# Task statement
Could you repeat every record exactly as it appears?

****************

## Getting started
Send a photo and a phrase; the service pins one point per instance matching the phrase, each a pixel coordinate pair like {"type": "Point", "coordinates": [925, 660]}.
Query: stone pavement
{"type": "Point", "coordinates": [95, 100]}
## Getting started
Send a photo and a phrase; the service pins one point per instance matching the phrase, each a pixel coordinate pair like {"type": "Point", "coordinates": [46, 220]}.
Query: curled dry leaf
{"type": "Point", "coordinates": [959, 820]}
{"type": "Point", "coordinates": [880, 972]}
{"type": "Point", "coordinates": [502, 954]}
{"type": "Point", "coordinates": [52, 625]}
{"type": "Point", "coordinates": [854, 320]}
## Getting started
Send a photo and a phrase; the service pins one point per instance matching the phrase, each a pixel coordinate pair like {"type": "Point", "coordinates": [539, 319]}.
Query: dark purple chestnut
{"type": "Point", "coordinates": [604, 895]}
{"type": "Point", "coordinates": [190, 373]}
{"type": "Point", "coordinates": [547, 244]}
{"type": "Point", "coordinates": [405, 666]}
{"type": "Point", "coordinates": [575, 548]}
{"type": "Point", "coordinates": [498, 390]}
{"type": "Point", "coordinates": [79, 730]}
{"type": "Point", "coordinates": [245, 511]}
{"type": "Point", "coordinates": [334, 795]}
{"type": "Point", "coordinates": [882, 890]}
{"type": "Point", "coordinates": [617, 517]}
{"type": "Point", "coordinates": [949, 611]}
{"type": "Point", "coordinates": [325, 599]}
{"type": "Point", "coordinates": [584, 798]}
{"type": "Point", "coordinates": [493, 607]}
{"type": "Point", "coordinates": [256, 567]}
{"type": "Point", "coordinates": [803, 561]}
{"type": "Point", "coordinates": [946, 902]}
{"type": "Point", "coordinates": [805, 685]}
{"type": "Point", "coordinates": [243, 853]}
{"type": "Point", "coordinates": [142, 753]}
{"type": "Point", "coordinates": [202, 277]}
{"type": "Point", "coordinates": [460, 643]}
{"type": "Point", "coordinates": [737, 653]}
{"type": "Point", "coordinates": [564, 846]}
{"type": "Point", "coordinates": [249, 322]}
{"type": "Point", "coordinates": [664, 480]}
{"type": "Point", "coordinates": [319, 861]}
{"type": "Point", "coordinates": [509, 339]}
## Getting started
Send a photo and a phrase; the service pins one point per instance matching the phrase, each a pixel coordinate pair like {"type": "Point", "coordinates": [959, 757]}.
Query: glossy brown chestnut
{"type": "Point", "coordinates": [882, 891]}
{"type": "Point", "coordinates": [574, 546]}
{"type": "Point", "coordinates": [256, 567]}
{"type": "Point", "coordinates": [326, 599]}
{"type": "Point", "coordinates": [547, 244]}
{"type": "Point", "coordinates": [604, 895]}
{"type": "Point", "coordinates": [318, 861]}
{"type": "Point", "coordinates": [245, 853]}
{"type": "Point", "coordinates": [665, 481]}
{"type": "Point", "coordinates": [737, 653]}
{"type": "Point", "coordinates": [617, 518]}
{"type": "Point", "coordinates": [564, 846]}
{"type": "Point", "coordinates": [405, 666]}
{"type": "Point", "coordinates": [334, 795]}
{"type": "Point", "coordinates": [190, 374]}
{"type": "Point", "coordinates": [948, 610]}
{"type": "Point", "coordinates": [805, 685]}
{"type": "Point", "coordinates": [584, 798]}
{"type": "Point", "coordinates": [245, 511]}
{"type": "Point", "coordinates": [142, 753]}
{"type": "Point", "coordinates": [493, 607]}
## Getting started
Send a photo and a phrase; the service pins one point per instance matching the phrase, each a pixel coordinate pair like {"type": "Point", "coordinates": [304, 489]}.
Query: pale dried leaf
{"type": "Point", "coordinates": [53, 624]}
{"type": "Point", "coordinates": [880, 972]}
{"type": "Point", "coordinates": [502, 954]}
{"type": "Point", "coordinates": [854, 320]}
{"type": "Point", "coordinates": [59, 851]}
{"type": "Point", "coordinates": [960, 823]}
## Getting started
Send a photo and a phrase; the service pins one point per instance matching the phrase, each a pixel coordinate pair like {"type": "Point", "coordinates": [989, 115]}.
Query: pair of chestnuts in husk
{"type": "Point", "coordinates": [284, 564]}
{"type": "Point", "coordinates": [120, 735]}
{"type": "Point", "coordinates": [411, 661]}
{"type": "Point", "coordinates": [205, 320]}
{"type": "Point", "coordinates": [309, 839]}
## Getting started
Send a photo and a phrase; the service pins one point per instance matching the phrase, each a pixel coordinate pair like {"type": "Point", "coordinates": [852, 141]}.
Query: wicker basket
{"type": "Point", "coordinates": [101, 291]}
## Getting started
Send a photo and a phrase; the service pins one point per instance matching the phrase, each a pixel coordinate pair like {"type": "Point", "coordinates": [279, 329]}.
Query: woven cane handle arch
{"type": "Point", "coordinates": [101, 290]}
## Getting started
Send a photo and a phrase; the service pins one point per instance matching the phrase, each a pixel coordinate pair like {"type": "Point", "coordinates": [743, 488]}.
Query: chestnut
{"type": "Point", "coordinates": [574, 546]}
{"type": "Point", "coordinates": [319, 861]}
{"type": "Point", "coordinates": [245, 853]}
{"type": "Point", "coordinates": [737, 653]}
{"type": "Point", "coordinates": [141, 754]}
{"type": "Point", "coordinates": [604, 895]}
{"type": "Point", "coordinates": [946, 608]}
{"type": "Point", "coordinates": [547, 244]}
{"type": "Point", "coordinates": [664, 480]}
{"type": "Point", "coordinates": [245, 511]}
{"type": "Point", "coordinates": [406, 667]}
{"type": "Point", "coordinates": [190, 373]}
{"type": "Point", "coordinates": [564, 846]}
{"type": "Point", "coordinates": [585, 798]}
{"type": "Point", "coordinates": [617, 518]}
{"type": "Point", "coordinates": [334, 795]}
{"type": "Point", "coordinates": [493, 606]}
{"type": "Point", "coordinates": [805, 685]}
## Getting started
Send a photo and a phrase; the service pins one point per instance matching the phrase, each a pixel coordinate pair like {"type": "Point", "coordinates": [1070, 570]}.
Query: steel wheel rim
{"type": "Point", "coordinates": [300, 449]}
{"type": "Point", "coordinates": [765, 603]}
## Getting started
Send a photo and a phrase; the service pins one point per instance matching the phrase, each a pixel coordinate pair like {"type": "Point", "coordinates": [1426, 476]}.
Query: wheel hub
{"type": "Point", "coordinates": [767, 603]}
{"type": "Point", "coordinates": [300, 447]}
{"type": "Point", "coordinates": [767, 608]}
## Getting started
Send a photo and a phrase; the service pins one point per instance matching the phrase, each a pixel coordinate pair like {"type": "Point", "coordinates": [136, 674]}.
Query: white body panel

****************

# Exercise solution
## Getting started
Send a photo and a phrase; the service pins one point per instance matching the phrase, each a pixel coordinate pair like {"type": "Point", "coordinates": [925, 660]}.
Query: stone pavement
{"type": "Point", "coordinates": [95, 100]}
## Getting started
Send a photo and a phrase; the service pins one point per instance matching the phrase, each a pixel coordinate pair like {"type": "Point", "coordinates": [46, 220]}.
Query: curled dry leaf
{"type": "Point", "coordinates": [959, 820]}
{"type": "Point", "coordinates": [880, 972]}
{"type": "Point", "coordinates": [502, 954]}
{"type": "Point", "coordinates": [52, 625]}
{"type": "Point", "coordinates": [854, 320]}
## Getting started
Send a photo and a phrase; the service pins one point per instance matching the phrase, each a pixel coordinate pair like {"type": "Point", "coordinates": [539, 319]}.
Query: dark purple chestnut
{"type": "Point", "coordinates": [604, 895]}
{"type": "Point", "coordinates": [190, 373]}
{"type": "Point", "coordinates": [547, 244]}
{"type": "Point", "coordinates": [405, 666]}
{"type": "Point", "coordinates": [575, 548]}
{"type": "Point", "coordinates": [498, 390]}
{"type": "Point", "coordinates": [79, 730]}
{"type": "Point", "coordinates": [245, 511]}
{"type": "Point", "coordinates": [334, 795]}
{"type": "Point", "coordinates": [882, 890]}
{"type": "Point", "coordinates": [617, 517]}
{"type": "Point", "coordinates": [949, 611]}
{"type": "Point", "coordinates": [325, 599]}
{"type": "Point", "coordinates": [584, 798]}
{"type": "Point", "coordinates": [493, 607]}
{"type": "Point", "coordinates": [256, 567]}
{"type": "Point", "coordinates": [803, 561]}
{"type": "Point", "coordinates": [946, 902]}
{"type": "Point", "coordinates": [805, 685]}
{"type": "Point", "coordinates": [243, 853]}
{"type": "Point", "coordinates": [142, 753]}
{"type": "Point", "coordinates": [202, 277]}
{"type": "Point", "coordinates": [460, 643]}
{"type": "Point", "coordinates": [737, 653]}
{"type": "Point", "coordinates": [564, 846]}
{"type": "Point", "coordinates": [249, 322]}
{"type": "Point", "coordinates": [664, 480]}
{"type": "Point", "coordinates": [319, 861]}
{"type": "Point", "coordinates": [509, 339]}
## Getting started
Send a photo and a phrase; the service pins one point per instance matching the phrase, each a pixel coordinate pair like {"type": "Point", "coordinates": [959, 757]}.
Query: glossy brown chestnut
{"type": "Point", "coordinates": [882, 891]}
{"type": "Point", "coordinates": [574, 546]}
{"type": "Point", "coordinates": [256, 567]}
{"type": "Point", "coordinates": [326, 599]}
{"type": "Point", "coordinates": [547, 244]}
{"type": "Point", "coordinates": [604, 895]}
{"type": "Point", "coordinates": [318, 861]}
{"type": "Point", "coordinates": [245, 853]}
{"type": "Point", "coordinates": [665, 481]}
{"type": "Point", "coordinates": [737, 653]}
{"type": "Point", "coordinates": [617, 518]}
{"type": "Point", "coordinates": [564, 846]}
{"type": "Point", "coordinates": [405, 666]}
{"type": "Point", "coordinates": [334, 795]}
{"type": "Point", "coordinates": [190, 374]}
{"type": "Point", "coordinates": [948, 610]}
{"type": "Point", "coordinates": [805, 685]}
{"type": "Point", "coordinates": [584, 798]}
{"type": "Point", "coordinates": [245, 511]}
{"type": "Point", "coordinates": [142, 753]}
{"type": "Point", "coordinates": [493, 607]}
## Getting started
Send a photo and a phrase; the service pins one point per instance matching the phrase, each a pixel coordinate pair like {"type": "Point", "coordinates": [304, 489]}.
Query: pale dried leaf
{"type": "Point", "coordinates": [53, 624]}
{"type": "Point", "coordinates": [880, 972]}
{"type": "Point", "coordinates": [502, 954]}
{"type": "Point", "coordinates": [854, 320]}
{"type": "Point", "coordinates": [59, 851]}
{"type": "Point", "coordinates": [960, 823]}
## Getting started
Send a photo and a phrase; the service pins one point per instance matching the phrase, each a pixel coordinate pair like {"type": "Point", "coordinates": [989, 115]}.
Query: pair of chestnuts in husk
{"type": "Point", "coordinates": [284, 564]}
{"type": "Point", "coordinates": [120, 735]}
{"type": "Point", "coordinates": [411, 661]}
{"type": "Point", "coordinates": [205, 320]}
{"type": "Point", "coordinates": [309, 839]}
## Getting started
Send a photo and a phrase; the service pins one point per instance matching the phrase, each a pixel coordinate pair like {"type": "Point", "coordinates": [852, 141]}.
Query: wicker basket
{"type": "Point", "coordinates": [101, 291]}
## Getting started
Send a photo and a phrase; the service pins one point per instance matching the phrase, each a pixel coordinate pair like {"type": "Point", "coordinates": [279, 329]}.
Query: woven cane handle arch
{"type": "Point", "coordinates": [101, 290]}
## Getting started
Send a photo and a phrase; the service pins one point per instance matching the phrase, each a pixel coordinate pair like {"type": "Point", "coordinates": [743, 488]}.
Query: chestnut
{"type": "Point", "coordinates": [574, 546]}
{"type": "Point", "coordinates": [319, 861]}
{"type": "Point", "coordinates": [245, 853]}
{"type": "Point", "coordinates": [737, 653]}
{"type": "Point", "coordinates": [141, 754]}
{"type": "Point", "coordinates": [604, 895]}
{"type": "Point", "coordinates": [946, 608]}
{"type": "Point", "coordinates": [547, 244]}
{"type": "Point", "coordinates": [664, 480]}
{"type": "Point", "coordinates": [245, 511]}
{"type": "Point", "coordinates": [406, 667]}
{"type": "Point", "coordinates": [190, 373]}
{"type": "Point", "coordinates": [564, 846]}
{"type": "Point", "coordinates": [585, 798]}
{"type": "Point", "coordinates": [617, 518]}
{"type": "Point", "coordinates": [334, 795]}
{"type": "Point", "coordinates": [493, 606]}
{"type": "Point", "coordinates": [805, 685]}
## Getting started
Send a photo and a phrase; the service pins one point per instance matching the phrase, each a pixel coordinate pair like {"type": "Point", "coordinates": [1070, 570]}.
Query: steel wheel rim
{"type": "Point", "coordinates": [300, 449]}
{"type": "Point", "coordinates": [765, 603]}
## Getting started
Send a photo and a phrase; the service pins one point per instance matching the phrase, each a pixel coordinate pair like {"type": "Point", "coordinates": [1426, 476]}.
Query: wheel hub
{"type": "Point", "coordinates": [767, 603]}
{"type": "Point", "coordinates": [300, 447]}
{"type": "Point", "coordinates": [767, 608]}
## Getting started
Send a photo and a phrase; the service pins one point per instance matching the phrase, each a pixel coordinate pair like {"type": "Point", "coordinates": [136, 674]}.
Query: white body panel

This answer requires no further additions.